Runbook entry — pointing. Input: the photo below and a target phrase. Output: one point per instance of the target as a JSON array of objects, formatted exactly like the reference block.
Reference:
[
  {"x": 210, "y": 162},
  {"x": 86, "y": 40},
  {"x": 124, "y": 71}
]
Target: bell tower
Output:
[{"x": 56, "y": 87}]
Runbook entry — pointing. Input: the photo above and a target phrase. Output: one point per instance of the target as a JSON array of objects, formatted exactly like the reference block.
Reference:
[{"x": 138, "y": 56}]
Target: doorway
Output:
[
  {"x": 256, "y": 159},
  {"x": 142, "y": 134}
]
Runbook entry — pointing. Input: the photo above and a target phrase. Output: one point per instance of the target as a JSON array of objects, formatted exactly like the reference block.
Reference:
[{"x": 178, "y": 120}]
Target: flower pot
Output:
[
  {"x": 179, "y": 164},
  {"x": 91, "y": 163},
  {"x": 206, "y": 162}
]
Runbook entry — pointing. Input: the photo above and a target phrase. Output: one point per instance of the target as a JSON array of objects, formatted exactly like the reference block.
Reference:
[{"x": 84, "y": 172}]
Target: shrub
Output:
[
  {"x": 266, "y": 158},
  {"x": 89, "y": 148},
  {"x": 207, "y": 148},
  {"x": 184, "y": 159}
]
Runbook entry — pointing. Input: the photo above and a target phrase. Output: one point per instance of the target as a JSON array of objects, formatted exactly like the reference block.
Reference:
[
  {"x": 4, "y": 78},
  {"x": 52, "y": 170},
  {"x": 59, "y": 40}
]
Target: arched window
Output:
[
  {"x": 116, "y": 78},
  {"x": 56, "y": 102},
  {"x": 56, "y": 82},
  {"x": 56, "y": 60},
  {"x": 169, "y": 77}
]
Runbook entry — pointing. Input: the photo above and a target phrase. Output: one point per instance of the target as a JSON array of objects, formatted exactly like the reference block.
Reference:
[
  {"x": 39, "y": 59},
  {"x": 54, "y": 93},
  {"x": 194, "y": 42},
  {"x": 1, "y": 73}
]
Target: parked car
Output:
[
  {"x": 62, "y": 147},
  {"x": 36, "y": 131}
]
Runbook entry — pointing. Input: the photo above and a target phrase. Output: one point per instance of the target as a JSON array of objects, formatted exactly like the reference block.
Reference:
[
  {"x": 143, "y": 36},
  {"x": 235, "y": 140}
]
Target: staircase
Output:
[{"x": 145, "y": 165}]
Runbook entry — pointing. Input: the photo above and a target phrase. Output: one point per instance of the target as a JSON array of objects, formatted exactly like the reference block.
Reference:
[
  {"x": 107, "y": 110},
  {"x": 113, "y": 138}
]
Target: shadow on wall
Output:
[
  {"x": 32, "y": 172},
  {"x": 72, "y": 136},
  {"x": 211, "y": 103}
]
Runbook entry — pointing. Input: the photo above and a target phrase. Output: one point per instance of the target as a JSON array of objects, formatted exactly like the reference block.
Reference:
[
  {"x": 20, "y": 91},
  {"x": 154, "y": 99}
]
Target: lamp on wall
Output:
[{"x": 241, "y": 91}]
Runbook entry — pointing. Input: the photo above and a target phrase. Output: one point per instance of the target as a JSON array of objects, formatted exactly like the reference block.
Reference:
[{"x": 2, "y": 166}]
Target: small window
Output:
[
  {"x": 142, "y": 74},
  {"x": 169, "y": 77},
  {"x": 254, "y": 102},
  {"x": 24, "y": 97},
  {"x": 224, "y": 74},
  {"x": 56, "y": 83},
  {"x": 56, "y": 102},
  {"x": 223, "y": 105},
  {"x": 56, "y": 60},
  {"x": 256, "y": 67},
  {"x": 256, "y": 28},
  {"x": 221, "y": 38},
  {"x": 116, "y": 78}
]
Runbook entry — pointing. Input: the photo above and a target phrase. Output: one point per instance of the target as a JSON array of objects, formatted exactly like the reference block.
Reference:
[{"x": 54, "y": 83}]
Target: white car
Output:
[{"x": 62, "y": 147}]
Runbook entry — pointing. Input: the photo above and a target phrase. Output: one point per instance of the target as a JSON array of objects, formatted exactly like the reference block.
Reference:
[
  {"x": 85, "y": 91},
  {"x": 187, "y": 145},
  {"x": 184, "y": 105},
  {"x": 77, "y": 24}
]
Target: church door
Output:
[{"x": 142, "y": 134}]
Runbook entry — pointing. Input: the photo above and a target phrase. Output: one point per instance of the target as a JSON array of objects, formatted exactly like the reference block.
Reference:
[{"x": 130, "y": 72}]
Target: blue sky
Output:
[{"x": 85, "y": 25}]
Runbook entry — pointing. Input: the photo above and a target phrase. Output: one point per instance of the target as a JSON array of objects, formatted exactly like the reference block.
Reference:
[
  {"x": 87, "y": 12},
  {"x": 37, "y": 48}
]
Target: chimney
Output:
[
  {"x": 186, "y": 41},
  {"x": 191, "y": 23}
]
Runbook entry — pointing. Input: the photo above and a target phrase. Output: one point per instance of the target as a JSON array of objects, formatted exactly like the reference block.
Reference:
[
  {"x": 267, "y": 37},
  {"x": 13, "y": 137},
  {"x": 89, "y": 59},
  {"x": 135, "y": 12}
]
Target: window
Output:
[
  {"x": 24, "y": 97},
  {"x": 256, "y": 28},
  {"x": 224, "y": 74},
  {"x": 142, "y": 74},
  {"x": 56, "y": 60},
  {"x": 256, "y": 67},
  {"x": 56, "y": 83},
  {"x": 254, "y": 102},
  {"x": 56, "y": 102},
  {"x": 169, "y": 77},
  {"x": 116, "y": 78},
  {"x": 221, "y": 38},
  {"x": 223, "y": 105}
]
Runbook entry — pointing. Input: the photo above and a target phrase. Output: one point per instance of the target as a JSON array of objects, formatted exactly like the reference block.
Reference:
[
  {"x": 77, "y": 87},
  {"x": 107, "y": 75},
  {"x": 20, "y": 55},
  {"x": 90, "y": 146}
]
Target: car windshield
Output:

> GIVEN INSTRUCTION
Write the entire listing out again, word for word.

> THE SOLUTION
Runbook entry — pointing. Input: the photo below and a target phrase. Output: one point per instance of the target as a JSON array of objects, formatted exactly like the reference block.
Reference:
[
  {"x": 210, "y": 162},
  {"x": 86, "y": 40},
  {"x": 124, "y": 71}
]
Target: bell tower
Output:
[{"x": 56, "y": 87}]
Runbook entry — pointing. Input: the photo above and a target phrase. Output: one point per instance of the target as a JSON array of objects, formatted exactly like the reference block.
Reference:
[{"x": 138, "y": 56}]
Target: doorway
Output:
[
  {"x": 256, "y": 159},
  {"x": 142, "y": 134}
]
Runbook entry — pointing. Input: the photo above and a target phrase. Output: one point per instance of the target as a JSON array of objects, formatted exactly like the reference block.
Reference:
[{"x": 178, "y": 120}]
Target: flower pot
Output:
[
  {"x": 179, "y": 164},
  {"x": 91, "y": 163},
  {"x": 206, "y": 162}
]
Runbook entry — pointing. Input: the photo above and a target phrase. Output: one point per instance of the target as a JSON array of objects, formatted exactly like the reference block.
Reference:
[{"x": 84, "y": 172}]
Target: shrub
Output:
[
  {"x": 266, "y": 158},
  {"x": 89, "y": 148},
  {"x": 207, "y": 148},
  {"x": 184, "y": 159}
]
Runbook entry — pointing. Input: the photo above and a target phrase. Output: one point per instance of the target as a JSON array of objects, formatted exactly like the reference block.
Reference:
[
  {"x": 4, "y": 78},
  {"x": 52, "y": 170},
  {"x": 59, "y": 40}
]
Target: arched window
Output:
[
  {"x": 116, "y": 78},
  {"x": 56, "y": 102},
  {"x": 56, "y": 82},
  {"x": 56, "y": 60},
  {"x": 169, "y": 77}
]
Runbook entry — pointing. Input: the photo above and a target phrase. Output: one point per instance of the target as a JSON array of objects, formatted exactly like the reference block.
Reference:
[
  {"x": 39, "y": 59},
  {"x": 54, "y": 93},
  {"x": 194, "y": 42},
  {"x": 1, "y": 73}
]
Target: parked car
Output:
[
  {"x": 62, "y": 147},
  {"x": 36, "y": 131}
]
Runbook entry — pointing. Input: the photo above and a target phrase. Output: one point per instance of the target as a JSON array of objects, formatted exactly like the reference block.
Reference:
[
  {"x": 143, "y": 36},
  {"x": 235, "y": 140}
]
Target: staircase
Output:
[{"x": 145, "y": 165}]
Runbook entry — pointing. Input: the photo above and a target phrase. Output: one point per instance of the target as a JSON array of objects, formatted exactly like the reference block.
Reference:
[
  {"x": 107, "y": 110},
  {"x": 113, "y": 138}
]
Target: shadow on wall
Output:
[
  {"x": 32, "y": 172},
  {"x": 72, "y": 136},
  {"x": 211, "y": 103}
]
Runbook entry — pointing. Input: the photo above and a target phrase. Output: one point per instance of the target as a JSON array of objects, formatted exactly like the reference block.
Reference:
[
  {"x": 20, "y": 91},
  {"x": 154, "y": 99}
]
Target: lamp on wall
Output:
[{"x": 241, "y": 91}]
Runbook entry — pointing. Input: the photo above and a target phrase. Output: one point per instance of the target as a JSON array of objects, formatted exactly like the reference block.
Reference:
[{"x": 2, "y": 166}]
Target: small window
Output:
[
  {"x": 142, "y": 74},
  {"x": 169, "y": 77},
  {"x": 254, "y": 102},
  {"x": 24, "y": 97},
  {"x": 224, "y": 74},
  {"x": 56, "y": 83},
  {"x": 56, "y": 102},
  {"x": 223, "y": 105},
  {"x": 56, "y": 60},
  {"x": 256, "y": 67},
  {"x": 256, "y": 28},
  {"x": 221, "y": 38},
  {"x": 116, "y": 78}
]
Runbook entry — pointing. Input: the photo above and a target phrase. Output: one point per instance of the target as a JSON array of objects, formatted exactly like the reference block.
Reference:
[{"x": 54, "y": 83}]
Target: white car
Output:
[{"x": 62, "y": 147}]
Runbook entry — pointing. Input: the photo above and a target phrase. Output: one point per instance of the target as a JSON array of objects, formatted exactly like the reference block.
Reference:
[
  {"x": 85, "y": 91},
  {"x": 187, "y": 145},
  {"x": 184, "y": 105},
  {"x": 77, "y": 24}
]
Target: church door
Output:
[{"x": 142, "y": 134}]
Runbook entry — pointing. Input: the photo above and a target phrase. Output: one point per instance of the target as a JSON array of objects, formatted exactly like the reference block.
Reference:
[{"x": 130, "y": 72}]
Target: blue sky
Output:
[{"x": 85, "y": 25}]
Runbook entry — pointing. Input: the photo above and a target phrase. Output: one point per instance of the target as a JSON array of objects, formatted exactly like the reference block.
Reference:
[
  {"x": 87, "y": 12},
  {"x": 37, "y": 48}
]
Target: chimney
Output:
[
  {"x": 186, "y": 41},
  {"x": 191, "y": 23}
]
Runbook entry — pointing. Input: the photo above and a target phrase. Output: one point per instance of the target as a JSON array of objects, formatted exactly like the reference block.
Reference:
[
  {"x": 267, "y": 37},
  {"x": 13, "y": 137},
  {"x": 89, "y": 59},
  {"x": 135, "y": 12}
]
Target: window
Output:
[
  {"x": 24, "y": 97},
  {"x": 256, "y": 28},
  {"x": 224, "y": 74},
  {"x": 142, "y": 74},
  {"x": 56, "y": 60},
  {"x": 256, "y": 67},
  {"x": 56, "y": 83},
  {"x": 254, "y": 102},
  {"x": 56, "y": 102},
  {"x": 169, "y": 77},
  {"x": 116, "y": 78},
  {"x": 221, "y": 38},
  {"x": 223, "y": 105}
]
Runbook entry — pointing. Input: the photo above and a target phrase. Output: one point per instance of the target as a JSON array of objects, formatted exactly like the reference block.
Reference:
[
  {"x": 77, "y": 87},
  {"x": 107, "y": 75},
  {"x": 20, "y": 55},
  {"x": 90, "y": 146}
]
Target: car windshield
Output:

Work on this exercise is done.